───── Supplied information
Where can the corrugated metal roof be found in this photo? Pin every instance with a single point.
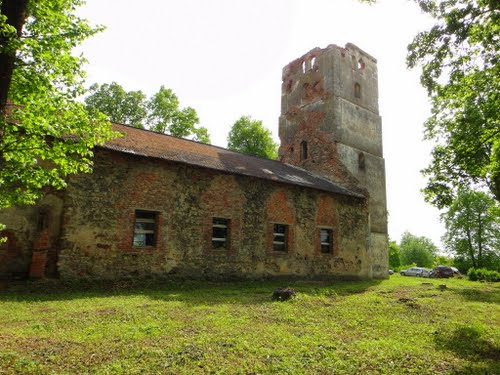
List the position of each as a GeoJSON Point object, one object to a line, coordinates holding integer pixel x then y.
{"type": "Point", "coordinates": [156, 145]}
──────────
───── Supplied information
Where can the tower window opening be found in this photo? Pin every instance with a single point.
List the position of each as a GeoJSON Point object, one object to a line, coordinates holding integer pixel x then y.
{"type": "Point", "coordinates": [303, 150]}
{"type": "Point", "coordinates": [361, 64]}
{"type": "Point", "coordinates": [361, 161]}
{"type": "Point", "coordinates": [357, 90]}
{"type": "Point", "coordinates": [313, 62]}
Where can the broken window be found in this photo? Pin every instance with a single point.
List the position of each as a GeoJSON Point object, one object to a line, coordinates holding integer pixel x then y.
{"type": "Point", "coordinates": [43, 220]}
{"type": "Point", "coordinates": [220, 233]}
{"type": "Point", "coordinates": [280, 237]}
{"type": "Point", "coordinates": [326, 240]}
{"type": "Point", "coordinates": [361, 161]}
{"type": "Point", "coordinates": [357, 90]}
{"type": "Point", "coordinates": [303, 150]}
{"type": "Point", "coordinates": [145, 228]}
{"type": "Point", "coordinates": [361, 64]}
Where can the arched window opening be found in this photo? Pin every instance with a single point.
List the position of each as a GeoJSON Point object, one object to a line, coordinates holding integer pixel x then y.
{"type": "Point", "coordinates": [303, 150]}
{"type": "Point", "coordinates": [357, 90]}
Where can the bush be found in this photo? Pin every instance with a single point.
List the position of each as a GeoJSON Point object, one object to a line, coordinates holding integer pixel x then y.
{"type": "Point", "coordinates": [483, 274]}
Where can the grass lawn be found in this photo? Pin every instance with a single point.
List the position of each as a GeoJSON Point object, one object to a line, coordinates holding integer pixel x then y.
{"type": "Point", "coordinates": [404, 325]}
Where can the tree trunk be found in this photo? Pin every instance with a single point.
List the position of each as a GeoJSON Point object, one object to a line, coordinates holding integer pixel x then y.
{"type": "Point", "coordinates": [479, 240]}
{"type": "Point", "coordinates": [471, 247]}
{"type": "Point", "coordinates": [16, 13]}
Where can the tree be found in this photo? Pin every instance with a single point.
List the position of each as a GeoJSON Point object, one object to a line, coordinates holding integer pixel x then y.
──────────
**What to work on**. Copy out each line of the entries above that holds "opening".

**Expected output**.
Where can the tower window opening be found in this photo? Pin every instance with a single point.
Where can the arched window opening be found in this photo? Pin every instance with a single point.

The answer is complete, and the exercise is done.